→ **The request**: Print each of the records below verbatim, line for line, without altering any character.

→ **Records for the task**:
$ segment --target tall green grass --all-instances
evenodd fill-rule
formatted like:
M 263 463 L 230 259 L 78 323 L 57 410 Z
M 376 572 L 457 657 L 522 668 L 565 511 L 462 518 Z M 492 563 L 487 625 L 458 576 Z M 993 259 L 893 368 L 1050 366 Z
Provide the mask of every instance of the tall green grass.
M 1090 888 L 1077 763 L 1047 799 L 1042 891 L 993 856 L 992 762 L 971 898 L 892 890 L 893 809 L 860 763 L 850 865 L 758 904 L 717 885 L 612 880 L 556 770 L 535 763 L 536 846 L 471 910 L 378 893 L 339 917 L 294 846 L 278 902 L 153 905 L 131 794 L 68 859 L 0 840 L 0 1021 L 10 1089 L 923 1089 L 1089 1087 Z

→ **Exercise answer**:
$ segment --target tall green grass --all-instances
evenodd fill-rule
formatted like:
M 263 463 L 230 259 L 78 323 L 57 410 Z
M 376 572 L 457 657 L 522 668 L 565 511 L 462 518 Z M 492 563 L 487 625 L 458 576 Z M 993 259 L 893 368 L 1050 366 Z
Provide the mask of every instance of the tall green grass.
M 1090 888 L 1077 763 L 1047 799 L 1042 891 L 993 856 L 992 762 L 971 898 L 892 890 L 893 809 L 860 763 L 850 865 L 758 904 L 717 885 L 612 880 L 556 770 L 535 763 L 536 846 L 471 910 L 378 893 L 339 917 L 294 846 L 278 902 L 153 905 L 131 794 L 68 859 L 0 840 L 0 1021 L 10 1089 L 923 1089 L 1089 1087 Z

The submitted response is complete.